● Exercise
Copy every line, leaving nothing out and adding nothing.

● Provided records
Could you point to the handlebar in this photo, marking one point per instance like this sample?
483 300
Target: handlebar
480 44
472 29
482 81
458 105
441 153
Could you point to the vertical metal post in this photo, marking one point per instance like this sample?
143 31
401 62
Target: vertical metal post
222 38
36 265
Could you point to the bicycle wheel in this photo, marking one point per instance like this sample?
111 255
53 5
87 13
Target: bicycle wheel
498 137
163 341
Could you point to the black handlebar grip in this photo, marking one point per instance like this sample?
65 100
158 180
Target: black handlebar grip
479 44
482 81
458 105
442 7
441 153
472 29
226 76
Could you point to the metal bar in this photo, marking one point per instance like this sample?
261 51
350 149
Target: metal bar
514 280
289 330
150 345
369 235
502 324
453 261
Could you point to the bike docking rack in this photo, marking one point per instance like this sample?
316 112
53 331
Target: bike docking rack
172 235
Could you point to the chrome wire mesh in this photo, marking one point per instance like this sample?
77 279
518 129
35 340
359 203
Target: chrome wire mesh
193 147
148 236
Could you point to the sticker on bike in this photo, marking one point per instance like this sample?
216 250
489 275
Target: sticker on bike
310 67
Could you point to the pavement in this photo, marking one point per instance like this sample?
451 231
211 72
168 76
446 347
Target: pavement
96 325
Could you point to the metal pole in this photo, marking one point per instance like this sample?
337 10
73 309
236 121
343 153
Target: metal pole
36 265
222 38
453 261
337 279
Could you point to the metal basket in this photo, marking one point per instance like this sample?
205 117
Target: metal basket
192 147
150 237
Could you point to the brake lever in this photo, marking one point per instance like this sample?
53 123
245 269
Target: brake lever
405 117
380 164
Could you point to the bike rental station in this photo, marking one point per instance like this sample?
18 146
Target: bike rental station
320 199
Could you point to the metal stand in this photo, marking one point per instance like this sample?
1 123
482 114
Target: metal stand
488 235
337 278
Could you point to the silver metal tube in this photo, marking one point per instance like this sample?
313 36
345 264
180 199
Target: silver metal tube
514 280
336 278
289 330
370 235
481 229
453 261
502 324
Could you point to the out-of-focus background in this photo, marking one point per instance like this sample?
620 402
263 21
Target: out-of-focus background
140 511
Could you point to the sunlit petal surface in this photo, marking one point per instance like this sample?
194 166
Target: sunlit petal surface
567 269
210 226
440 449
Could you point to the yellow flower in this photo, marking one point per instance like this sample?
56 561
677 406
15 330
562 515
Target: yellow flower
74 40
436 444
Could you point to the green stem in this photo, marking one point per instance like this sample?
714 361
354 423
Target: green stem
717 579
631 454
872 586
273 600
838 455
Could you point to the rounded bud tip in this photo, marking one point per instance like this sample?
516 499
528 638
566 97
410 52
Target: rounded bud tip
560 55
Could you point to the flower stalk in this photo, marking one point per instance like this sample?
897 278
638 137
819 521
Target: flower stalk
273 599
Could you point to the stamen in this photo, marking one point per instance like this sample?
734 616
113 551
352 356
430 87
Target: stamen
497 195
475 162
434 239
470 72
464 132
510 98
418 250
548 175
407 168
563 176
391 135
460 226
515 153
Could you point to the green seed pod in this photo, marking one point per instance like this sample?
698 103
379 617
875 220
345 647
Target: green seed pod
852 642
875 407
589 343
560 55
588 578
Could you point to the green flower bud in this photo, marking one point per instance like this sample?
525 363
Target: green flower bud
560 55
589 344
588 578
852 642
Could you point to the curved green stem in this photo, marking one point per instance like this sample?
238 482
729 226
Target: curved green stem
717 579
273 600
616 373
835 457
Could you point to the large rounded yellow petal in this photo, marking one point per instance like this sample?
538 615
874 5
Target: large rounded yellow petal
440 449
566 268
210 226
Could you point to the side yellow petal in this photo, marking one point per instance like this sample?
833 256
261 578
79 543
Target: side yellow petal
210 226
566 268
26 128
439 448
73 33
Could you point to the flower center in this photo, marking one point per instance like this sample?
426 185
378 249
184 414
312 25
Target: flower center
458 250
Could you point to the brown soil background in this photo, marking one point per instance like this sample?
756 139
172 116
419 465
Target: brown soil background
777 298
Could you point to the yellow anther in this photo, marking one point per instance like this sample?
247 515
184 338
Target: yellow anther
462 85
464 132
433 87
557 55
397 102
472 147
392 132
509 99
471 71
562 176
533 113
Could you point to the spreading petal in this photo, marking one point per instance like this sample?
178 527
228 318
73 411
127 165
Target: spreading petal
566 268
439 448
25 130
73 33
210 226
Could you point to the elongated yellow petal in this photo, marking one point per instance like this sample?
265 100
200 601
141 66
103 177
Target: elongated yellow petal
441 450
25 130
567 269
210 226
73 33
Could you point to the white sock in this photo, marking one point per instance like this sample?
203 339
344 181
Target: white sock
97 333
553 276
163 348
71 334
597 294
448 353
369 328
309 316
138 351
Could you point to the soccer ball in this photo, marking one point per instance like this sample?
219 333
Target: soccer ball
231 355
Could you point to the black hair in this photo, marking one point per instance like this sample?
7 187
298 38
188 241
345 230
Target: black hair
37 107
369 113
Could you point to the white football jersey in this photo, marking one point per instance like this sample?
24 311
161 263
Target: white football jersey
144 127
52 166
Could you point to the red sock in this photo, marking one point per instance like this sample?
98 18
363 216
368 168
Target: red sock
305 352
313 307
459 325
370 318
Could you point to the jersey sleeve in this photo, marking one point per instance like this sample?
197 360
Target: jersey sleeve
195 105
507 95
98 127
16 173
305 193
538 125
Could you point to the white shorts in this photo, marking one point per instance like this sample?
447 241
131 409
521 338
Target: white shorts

● Correct output
Could you point to the handlebar in this photo, marking one point per instance like this sample?
483 300
Target: handlebar
480 44
472 29
482 81
458 105
441 153
Could you point to the vertical metal post in this photo, marking one point per instance like this sample?
143 31
401 62
Target: vertical metal post
222 38
36 265
Could you point to the bicycle wheel in this photo, marking one point per instance like this sample?
111 255
53 5
87 13
Target: bicycle wheel
498 137
163 341
Could you point to the black handlebar grip in this photo, marking one point per instance like this sample?
65 100
158 180
Target: black handlebar grip
479 44
482 81
458 105
442 7
441 153
472 29
226 76
Could you point to the metal bar in this photo, marking one point per instance like this sample?
261 51
350 149
Target: metal bar
514 280
289 330
150 345
369 235
502 324
453 261
Could you point to the bike docking rack in this photo, marking one point per instance like this sample?
316 112
53 331
Target: bike docking rack
172 235
Could you point to the chrome wire mesh in this photo, marking one point per instance like this sample?
77 279
518 129
35 340
359 203
Target: chrome wire mesh
193 147
148 236
Could you point to the sticker on bike in this photo, marking one point per instance like this sample?
216 250
489 275
Target: sticker on bike
310 67
Could you point to the pavement in this photo, marking one point per instance like this sample?
451 231
211 72
168 76
446 347
Target: pavement
96 325
Could you point to the metal pole in this photo, marking one point per instance like this sample?
337 10
73 309
236 121
343 153
Target: metal pole
36 265
222 38
453 261
337 279
Could you point to the metal basket in this photo, marking one point per instance like this sample?
205 117
Target: metal basket
192 147
150 237
Could you point to the brake lever in this photo, marking one point per instance like this sample?
53 123
245 269
Target: brake lever
405 117
380 164
Could you point to the bike rental station in this photo, marking one point per instance like this sample?
18 146
Target: bike rental station
320 199
Could you point to the metal stand in this photo, marking one point per instance like this sample?
1 123
482 114
Target: metal stand
488 235
337 278
Could you point to the silver metal tube in this photo, marking one point per instance like this sample?
313 36
345 264
180 199
Target: silver metal tube
514 280
336 278
289 330
370 235
481 229
453 261
502 324
Could you point to the out-of-focus background in this photo, marking one point per instance like this sample?
620 402
263 21
Target: out-of-focus background
140 511
Could you point to the sunlit petal surface in this photo, marking one point per instance like this sample?
194 166
Target: sunlit petal surface
567 269
210 226
440 449
Could you point to the yellow flower in this photo, marking one point per instance like this sample?
56 561
677 406
15 330
562 515
Target: yellow flower
74 40
436 444
Could you point to the green stem in this photo, marking one point per instance like this sample?
714 361
354 423
Target: green stem
717 579
631 454
872 586
273 600
838 455
Could you point to the rounded bud tip in this photo, marking one point per instance like this sample?
516 499
528 638
566 97
410 52
Target: rounded bud tip
560 55
Could you point to the flower stalk in this photo, marking one point per instance like this sample?
897 278
638 137
819 521
Target: flower stalk
273 599
Could you point to the stamen in this photo, marking one point per instance like this sample?
734 616
113 551
352 356
430 87
Target: stamen
497 195
475 162
434 239
470 72
464 132
510 98
418 250
548 175
407 168
563 176
391 135
460 226
515 153
Could you point to the green seed pod in this photo, marking one point per instance like this sample?
698 103
379 617
875 220
345 647
Target: green seed pod
852 642
875 407
589 343
560 55
588 578
Could you point to the green flower bud in this photo, marking one point per instance like this sample?
525 363
Target: green flower bud
560 55
589 344
588 578
852 642
Could you point to the curved green stem in this photo, marking one point per instance like this sample?
238 482
729 226
Target: curved green stem
717 579
273 600
616 373
835 457
Could you point to the large rounded yellow petal in this photo, marking one point per instance like this sample?
538 615
874 5
Target: large rounded yellow petal
440 449
566 268
210 226
Could you point to the side yellow petal in this photo, marking one point per instance like this sample?
833 256
261 578
79 543
Target: side yellow petal
210 226
566 268
26 128
439 448
73 33
Could you point to the flower center in this photo, marking one point per instance like this sample?
426 185
378 249
184 414
312 25
Target: flower center
458 250
Could you point to the brown soil background in this photo, marking one point per instance like this sample?
756 139
172 116
419 465
Target: brown soil background
777 298
Could you point to the yellow anther in this photo, marking one point per instance like this sample?
247 515
184 338
Target: yellow anther
462 85
464 132
433 87
557 55
397 102
472 147
392 132
509 99
471 71
562 176
533 113
Could you point to the spreading petal in this photo, marking one point per instance like this sample?
178 527
228 318
73 411
127 165
Target: spreading petal
566 268
439 448
25 130
73 33
210 226
Could you point to the elongated yellow petal in this photo, marking one point per instance like this sample?
265 100
200 601
141 66
103 177
Target: elongated yellow petal
441 450
25 130
567 269
210 226
73 33
Could you point to the white sock in this photo, marking one point per instance like this sample?
203 339
344 181
Target: white sock
97 333
553 276
163 348
71 334
597 294
448 353
369 328
309 316
138 351
Could you point to the soccer ball in this photo, marking one point per instance like this sample?
219 333
Target: soccer ball
231 355
Could you point to the black hair in this photo, marking one point per instance like this sample?
7 187
298 38
188 241
345 230
Target: black hair
37 107
369 113
Could you point to the white football jersey in this photo, marking one point per instance like this sample?
24 311
161 263
Target: white football jersey
144 127
52 166
Could you point to the red sock in this photo, marking one point per instance like this sample?
98 18
363 216
368 168
Target: red sock
305 352
313 307
459 325
370 318
Could you point to the jersey sleeve in this photo, marking one point per instance like this sample?
197 360
Target: jersey sleeve
195 105
507 95
98 127
16 173
305 193
538 125
Could you point to the white shorts in this photo, marking one point per instance like this sample?
447 241
131 409
521 338
Target: white shorts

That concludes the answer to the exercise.